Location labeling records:
____
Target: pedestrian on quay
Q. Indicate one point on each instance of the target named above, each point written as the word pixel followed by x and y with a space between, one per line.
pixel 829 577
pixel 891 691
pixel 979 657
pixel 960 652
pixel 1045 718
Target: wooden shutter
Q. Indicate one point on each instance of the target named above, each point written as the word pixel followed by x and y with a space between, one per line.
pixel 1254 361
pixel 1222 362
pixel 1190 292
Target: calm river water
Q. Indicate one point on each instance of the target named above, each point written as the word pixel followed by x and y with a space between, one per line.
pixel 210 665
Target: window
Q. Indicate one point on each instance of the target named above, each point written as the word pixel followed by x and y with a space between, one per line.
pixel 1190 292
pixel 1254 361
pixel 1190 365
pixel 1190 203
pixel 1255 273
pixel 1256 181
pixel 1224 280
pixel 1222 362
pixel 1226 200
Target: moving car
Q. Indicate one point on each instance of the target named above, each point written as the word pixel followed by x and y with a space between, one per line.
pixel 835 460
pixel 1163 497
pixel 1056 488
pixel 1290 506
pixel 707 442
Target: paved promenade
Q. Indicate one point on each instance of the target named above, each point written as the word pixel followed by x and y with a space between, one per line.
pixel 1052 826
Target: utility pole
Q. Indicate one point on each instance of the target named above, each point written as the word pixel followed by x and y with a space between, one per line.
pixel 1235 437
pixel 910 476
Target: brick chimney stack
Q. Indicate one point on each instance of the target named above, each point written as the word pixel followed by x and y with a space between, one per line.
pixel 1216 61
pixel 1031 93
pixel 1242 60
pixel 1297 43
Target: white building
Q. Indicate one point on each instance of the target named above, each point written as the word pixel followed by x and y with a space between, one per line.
____
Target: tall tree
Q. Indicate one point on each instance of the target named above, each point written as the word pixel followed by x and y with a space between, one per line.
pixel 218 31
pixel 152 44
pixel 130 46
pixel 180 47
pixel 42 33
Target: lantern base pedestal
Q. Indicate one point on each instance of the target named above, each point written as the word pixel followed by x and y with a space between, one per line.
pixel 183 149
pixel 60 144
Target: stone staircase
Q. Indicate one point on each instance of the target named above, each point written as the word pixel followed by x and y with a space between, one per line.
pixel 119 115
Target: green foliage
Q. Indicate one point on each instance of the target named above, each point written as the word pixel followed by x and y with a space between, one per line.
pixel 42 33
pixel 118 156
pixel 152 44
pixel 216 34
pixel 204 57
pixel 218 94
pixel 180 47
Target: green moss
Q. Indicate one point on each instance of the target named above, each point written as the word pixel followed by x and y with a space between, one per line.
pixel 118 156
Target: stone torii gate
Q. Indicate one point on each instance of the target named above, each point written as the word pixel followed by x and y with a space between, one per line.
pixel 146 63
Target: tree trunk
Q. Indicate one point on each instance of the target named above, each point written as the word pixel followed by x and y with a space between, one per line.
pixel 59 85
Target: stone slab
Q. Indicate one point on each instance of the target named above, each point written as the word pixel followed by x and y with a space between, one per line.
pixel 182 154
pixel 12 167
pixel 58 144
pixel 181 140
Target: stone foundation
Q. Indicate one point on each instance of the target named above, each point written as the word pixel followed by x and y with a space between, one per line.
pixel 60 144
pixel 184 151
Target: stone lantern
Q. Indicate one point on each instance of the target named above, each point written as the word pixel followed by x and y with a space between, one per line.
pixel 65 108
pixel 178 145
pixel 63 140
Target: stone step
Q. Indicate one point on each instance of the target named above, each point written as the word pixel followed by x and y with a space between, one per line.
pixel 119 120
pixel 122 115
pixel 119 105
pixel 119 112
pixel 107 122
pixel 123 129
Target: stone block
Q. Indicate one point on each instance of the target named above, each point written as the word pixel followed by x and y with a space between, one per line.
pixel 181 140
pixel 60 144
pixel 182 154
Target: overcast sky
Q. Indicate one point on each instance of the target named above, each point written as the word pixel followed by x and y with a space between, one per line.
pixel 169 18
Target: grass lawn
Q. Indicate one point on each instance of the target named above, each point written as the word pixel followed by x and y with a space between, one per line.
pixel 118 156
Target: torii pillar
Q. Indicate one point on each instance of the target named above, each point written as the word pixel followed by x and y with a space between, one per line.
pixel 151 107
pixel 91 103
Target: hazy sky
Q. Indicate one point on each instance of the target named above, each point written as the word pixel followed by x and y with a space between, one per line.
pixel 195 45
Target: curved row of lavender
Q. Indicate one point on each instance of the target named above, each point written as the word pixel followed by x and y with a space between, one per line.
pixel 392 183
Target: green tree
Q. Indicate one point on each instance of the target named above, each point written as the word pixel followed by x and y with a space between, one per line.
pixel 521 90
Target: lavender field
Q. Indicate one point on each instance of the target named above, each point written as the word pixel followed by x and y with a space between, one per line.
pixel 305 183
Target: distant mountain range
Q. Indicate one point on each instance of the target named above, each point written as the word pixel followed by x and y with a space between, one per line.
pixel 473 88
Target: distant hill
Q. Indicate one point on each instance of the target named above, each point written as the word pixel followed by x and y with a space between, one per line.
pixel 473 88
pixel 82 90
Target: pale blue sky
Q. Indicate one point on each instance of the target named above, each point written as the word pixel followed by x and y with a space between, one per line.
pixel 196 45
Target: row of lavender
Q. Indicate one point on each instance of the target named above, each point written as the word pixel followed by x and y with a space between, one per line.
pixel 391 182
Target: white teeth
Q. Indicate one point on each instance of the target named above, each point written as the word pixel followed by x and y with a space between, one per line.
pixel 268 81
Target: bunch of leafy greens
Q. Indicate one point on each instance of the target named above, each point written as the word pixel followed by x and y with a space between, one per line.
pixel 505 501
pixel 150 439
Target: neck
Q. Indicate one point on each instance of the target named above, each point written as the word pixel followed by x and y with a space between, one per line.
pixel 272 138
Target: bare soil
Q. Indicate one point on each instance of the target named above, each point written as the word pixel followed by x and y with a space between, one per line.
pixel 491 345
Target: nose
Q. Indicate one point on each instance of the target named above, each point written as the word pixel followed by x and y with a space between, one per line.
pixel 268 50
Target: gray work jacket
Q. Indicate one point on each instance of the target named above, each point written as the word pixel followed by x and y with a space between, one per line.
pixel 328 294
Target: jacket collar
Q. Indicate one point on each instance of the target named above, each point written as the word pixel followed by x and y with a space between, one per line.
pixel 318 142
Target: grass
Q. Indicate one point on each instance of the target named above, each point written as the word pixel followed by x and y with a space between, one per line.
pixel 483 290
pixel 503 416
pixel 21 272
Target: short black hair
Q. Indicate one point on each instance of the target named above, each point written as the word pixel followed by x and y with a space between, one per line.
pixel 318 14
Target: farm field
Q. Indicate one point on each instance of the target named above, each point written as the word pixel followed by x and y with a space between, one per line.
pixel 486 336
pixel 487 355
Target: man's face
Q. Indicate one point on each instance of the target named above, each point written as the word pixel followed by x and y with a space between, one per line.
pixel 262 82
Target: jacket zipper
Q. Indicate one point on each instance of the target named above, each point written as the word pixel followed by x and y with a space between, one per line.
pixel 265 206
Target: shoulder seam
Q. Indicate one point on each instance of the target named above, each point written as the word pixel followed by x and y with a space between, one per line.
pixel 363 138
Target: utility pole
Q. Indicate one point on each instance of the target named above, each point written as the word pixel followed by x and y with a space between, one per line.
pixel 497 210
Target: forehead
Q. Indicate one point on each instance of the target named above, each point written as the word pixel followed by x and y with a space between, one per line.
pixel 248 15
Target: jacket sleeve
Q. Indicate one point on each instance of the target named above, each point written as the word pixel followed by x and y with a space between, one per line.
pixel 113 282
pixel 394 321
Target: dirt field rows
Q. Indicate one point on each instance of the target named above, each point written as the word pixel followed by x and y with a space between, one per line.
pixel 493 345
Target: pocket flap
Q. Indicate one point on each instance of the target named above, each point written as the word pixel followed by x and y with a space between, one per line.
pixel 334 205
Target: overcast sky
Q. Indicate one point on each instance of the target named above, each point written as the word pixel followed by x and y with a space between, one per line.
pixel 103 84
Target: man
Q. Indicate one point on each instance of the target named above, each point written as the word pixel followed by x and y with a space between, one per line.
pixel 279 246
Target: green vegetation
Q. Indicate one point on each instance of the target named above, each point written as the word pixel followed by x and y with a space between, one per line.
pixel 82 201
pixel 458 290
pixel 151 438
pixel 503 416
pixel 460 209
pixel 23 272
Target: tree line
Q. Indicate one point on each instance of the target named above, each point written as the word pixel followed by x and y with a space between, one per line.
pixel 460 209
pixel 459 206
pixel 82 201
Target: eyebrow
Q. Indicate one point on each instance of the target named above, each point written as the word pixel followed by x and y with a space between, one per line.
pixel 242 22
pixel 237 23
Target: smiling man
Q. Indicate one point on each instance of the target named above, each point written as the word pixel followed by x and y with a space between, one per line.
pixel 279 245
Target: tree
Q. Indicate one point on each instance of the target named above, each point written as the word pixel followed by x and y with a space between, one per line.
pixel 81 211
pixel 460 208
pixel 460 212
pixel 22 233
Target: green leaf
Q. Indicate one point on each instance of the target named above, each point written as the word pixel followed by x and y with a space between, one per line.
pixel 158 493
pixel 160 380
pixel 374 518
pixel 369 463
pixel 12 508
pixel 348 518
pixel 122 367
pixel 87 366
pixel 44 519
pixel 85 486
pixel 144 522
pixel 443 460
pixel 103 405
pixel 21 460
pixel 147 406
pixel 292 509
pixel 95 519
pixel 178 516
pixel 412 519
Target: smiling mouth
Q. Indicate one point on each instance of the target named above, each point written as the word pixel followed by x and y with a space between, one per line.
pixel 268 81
____
## Task directions
Copy every line of the records that contains the word "tree".

## Result of this task
Target: tall tree
Target: tree trunk
Target: green tree
Target: tree line
Target: tree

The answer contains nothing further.